- TEXT ZUM LESEN:
____________________

Als 1904 in Berlin der International Council of Women tagte, erreichte die Popularität der Bewegung einen ihrer Höhepunkte.32 Ulla Wischermann hat für diese Zeit vier große Arbeitsschwerpunkte der bürgerlichen Frauenbewegung herausgearbeitet. Dies war einmal die Verbesserung der Bildung – wozu auch die Zulassung von Frauen zu den Universitäten gehörte –, dann die Haus- und Erwerbsarbeit, die Frage der »Sittlichkeit«, vorzugsweise das Thema Prostitution, und last but not least die Forderung nach der politischen Partizipation. Der Kampf um das Frauenwahlrecht war also als Thema in dieser wichtigen Mobilisierungsphase selbstverständlich vertreten.33

1902 war für den Kampf um das Frauenstimmrecht ein sehr entscheidendes Jahr. Anita Augspurg gründete in Hamburg den Deutschen Verein für Frauenstimmrecht, und der Dachverband der bürgerlichen Frauenbewegung BDF nahm auf seiner fünften Generalversammlung in Wiesbaden den Kampf um das Frauenstimmrecht in sein Programm auf. Konkret wurde beschlossen, dass der Gedanke des Frauenstimmrechts nach Kräften gefördert werden sollte, »weil alle Bestrebungen des Bundes erst durch das Frauenstimmrecht eines dauernden Erfolges sicher sind«. Diese Resolution wurde einstimmig angenommen.34 Damit war der Kampf um das Frauenstimmrecht offiziell in das Programm des BDF aufgenommen worden.

Der Deutsche Verein für Frauenstimmrecht, der sich 1904 in den Deutschen Verband für Frauenstimmrecht (DVerbandFS) umbenannte, setzte vor allem auf Öffentlichkeits- und Aufklärungsarbeit. Darüber hinaus wurden Petitionen verfasst, Flugschriften herausgegeben, Vorträge organisiert und vor allem Parteiarbeit betrieben, die darauf abzielte, die Forderung nach dem Frauenstimmrecht in die diversen (bürgerlichen) Parteiprogramme einzubringen.

____________________

- AUFGEFÜHRTE EINTRÄGE:
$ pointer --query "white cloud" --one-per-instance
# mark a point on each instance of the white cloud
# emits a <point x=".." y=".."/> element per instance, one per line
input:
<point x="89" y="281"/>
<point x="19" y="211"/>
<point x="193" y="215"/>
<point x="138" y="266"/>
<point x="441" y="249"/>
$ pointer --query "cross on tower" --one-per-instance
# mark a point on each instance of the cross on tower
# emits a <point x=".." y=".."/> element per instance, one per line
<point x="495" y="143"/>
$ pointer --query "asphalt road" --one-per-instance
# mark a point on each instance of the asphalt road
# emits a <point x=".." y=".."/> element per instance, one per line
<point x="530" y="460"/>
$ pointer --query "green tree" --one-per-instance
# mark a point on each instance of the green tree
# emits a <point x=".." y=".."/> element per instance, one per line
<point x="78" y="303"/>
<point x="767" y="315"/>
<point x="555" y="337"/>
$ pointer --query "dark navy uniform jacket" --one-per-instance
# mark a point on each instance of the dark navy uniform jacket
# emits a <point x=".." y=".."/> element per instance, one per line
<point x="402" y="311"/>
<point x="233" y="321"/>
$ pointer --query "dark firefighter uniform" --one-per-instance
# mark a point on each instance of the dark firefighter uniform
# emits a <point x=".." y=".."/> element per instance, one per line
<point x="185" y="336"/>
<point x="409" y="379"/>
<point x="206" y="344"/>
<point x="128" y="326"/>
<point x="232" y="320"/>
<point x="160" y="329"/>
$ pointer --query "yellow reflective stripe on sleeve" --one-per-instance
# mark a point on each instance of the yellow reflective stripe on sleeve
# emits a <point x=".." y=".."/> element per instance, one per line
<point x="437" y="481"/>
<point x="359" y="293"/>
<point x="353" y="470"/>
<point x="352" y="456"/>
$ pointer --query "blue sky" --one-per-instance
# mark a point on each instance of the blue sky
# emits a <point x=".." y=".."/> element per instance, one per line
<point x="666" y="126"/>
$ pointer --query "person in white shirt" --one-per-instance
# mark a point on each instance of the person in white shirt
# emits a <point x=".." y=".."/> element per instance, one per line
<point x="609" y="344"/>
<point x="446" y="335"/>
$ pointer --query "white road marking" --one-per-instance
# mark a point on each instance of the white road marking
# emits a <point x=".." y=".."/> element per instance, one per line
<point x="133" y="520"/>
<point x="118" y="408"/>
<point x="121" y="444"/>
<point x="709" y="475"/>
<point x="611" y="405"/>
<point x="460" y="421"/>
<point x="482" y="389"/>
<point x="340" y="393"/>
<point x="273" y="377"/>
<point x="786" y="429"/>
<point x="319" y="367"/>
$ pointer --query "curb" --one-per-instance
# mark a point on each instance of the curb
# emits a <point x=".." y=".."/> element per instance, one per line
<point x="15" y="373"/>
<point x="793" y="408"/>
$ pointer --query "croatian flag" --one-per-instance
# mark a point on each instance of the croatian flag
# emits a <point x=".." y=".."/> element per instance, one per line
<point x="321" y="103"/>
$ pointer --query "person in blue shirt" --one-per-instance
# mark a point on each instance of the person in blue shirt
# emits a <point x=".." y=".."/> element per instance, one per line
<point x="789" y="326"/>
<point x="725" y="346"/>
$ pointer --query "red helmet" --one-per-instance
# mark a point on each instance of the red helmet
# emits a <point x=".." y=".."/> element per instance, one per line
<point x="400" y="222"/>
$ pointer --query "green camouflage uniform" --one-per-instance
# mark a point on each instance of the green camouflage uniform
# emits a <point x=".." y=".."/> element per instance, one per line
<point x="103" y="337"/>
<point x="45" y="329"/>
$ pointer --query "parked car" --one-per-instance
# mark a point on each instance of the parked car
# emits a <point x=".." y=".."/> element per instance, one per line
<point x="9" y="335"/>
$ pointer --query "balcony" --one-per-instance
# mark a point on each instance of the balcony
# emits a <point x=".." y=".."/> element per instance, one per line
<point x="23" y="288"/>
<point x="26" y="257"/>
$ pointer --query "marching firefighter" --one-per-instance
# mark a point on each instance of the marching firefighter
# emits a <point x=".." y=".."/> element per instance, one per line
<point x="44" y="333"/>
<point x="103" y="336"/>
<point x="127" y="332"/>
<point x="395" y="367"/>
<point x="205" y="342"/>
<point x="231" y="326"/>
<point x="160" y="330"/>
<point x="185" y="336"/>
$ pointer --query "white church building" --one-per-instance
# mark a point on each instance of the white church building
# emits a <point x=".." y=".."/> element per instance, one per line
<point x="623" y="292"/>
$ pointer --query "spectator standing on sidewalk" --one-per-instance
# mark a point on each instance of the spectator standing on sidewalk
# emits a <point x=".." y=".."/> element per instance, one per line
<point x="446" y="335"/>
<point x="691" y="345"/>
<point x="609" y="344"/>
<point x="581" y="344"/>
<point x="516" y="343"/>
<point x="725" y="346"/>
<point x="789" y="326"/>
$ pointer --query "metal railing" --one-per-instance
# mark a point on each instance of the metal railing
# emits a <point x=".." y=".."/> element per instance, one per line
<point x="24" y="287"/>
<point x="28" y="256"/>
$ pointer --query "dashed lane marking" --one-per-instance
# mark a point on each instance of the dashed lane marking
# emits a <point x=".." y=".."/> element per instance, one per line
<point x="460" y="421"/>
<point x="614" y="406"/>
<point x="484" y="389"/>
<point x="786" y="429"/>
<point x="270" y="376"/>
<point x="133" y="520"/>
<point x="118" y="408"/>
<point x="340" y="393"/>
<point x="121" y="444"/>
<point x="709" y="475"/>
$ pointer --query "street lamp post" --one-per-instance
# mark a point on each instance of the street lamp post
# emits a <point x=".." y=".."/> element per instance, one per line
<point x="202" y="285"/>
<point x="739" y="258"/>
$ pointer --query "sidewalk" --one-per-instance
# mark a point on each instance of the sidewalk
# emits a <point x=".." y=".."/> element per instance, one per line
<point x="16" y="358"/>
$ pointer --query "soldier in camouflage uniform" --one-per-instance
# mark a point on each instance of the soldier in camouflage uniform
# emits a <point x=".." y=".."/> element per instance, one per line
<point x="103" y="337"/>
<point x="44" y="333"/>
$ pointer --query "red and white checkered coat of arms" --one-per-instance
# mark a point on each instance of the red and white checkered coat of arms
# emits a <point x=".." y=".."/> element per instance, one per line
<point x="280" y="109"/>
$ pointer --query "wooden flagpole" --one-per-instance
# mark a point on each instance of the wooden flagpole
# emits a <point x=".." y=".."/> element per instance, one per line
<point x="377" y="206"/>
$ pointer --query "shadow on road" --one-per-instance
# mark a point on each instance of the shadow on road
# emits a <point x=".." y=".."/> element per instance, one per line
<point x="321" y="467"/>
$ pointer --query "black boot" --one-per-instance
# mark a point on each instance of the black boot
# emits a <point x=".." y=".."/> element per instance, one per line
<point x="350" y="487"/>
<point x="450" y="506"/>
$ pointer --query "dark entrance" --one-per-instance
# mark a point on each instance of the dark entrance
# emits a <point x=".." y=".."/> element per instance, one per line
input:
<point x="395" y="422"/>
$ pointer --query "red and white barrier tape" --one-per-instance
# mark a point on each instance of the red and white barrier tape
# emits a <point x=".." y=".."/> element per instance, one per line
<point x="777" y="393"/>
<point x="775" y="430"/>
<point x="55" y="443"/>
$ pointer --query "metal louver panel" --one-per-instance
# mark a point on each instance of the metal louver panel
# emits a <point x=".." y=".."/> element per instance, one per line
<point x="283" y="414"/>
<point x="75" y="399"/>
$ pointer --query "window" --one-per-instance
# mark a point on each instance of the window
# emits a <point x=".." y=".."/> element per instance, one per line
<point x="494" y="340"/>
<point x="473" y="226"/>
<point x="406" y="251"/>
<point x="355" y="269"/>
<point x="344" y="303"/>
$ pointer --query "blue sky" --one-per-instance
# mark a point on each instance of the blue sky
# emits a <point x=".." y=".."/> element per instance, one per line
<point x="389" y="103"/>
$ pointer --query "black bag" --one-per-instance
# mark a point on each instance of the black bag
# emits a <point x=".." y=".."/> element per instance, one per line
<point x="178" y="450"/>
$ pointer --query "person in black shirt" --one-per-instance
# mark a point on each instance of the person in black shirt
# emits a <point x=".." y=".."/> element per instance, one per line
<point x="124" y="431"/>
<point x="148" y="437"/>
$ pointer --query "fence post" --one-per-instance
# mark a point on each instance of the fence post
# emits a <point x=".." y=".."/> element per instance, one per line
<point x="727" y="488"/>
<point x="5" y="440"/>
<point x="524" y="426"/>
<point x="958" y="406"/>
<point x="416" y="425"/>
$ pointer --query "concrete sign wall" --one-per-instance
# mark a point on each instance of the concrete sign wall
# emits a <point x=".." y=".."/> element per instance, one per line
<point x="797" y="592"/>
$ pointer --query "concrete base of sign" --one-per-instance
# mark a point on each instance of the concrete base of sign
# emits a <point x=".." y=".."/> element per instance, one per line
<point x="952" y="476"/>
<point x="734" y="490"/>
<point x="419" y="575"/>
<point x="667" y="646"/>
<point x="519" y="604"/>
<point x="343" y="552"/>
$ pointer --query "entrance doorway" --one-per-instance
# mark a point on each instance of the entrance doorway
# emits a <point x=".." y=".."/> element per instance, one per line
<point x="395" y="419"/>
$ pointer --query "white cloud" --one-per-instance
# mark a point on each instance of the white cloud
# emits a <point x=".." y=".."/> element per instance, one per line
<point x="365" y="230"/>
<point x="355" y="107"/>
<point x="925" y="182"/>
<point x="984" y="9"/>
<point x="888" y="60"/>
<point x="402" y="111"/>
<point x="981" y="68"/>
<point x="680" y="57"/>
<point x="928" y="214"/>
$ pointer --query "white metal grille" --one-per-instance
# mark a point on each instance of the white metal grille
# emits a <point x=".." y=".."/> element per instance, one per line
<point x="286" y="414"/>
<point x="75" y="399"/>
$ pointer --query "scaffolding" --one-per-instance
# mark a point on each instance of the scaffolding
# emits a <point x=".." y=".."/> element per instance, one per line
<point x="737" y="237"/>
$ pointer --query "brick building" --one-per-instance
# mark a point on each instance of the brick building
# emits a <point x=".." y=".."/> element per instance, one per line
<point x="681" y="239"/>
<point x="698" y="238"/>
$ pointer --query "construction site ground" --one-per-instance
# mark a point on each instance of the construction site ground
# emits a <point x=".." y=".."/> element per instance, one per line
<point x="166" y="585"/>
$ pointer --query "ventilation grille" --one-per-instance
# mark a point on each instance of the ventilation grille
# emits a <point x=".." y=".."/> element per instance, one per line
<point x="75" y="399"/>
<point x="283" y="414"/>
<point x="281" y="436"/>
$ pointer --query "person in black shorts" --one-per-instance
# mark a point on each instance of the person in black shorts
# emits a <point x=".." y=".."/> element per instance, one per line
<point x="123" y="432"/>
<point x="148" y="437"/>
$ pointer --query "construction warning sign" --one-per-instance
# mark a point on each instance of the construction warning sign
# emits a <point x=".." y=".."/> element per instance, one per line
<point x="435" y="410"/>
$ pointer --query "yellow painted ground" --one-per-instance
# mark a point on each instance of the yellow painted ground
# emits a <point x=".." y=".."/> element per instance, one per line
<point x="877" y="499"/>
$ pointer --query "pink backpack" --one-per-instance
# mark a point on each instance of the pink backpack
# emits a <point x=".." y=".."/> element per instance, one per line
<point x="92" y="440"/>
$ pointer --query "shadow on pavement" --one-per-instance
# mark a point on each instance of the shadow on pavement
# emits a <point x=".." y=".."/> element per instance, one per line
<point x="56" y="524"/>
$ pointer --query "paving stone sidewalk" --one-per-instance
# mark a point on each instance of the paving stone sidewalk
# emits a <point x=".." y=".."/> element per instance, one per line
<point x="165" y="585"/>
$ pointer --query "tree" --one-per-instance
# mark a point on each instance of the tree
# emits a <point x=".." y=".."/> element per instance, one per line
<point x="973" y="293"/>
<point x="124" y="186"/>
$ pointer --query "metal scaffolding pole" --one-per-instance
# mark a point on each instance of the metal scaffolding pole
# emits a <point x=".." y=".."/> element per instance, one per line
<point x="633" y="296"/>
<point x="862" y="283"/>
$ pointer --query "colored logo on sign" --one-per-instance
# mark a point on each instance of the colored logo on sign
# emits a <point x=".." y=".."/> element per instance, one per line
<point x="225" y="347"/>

____________________

- ZUR AUFGABE: Bearbeite im Text über das Frauenstimmrecht den Teil, der bei „1902 war für“ beginnt und bei „BDF aufgenommen worden.“ endet: Gib ihn wieder und ersetze darin „Wiesbaden“ durch „Frankfurt“. Die Einträge sind eigenständiges Material und gehören nicht zum Text über das Frauenstimmrecht.

- LÖSUNG DER AUFGABE:
1902 war für den Kampf um das Frauenstimmrecht ein sehr entscheidendes Jahr. Anita Augspurg gründete in Hamburg den Deutschen Verein für Frauenstimmrecht, und der Dachverband der bürgerlichen Frauenbewegung BDF nahm auf seiner fünften Generalversammlung in Frankfurt den Kampf um das Frauenstimmrecht in sein Programm auf. Konkret wurde beschlossen, dass der Gedanke des Frauenstimmrechts nach Kräften gefördert werden sollte, »weil alle Bestrebungen des Bundes erst durch das Frauenstimmrecht eines dauernden Erfolges sicher sind«. Diese Resolution wurde einstimmig angenommen.34 Damit war der Kampf um das Frauenstimmrecht offiziell in das Programm des BDF aufgenommen worden.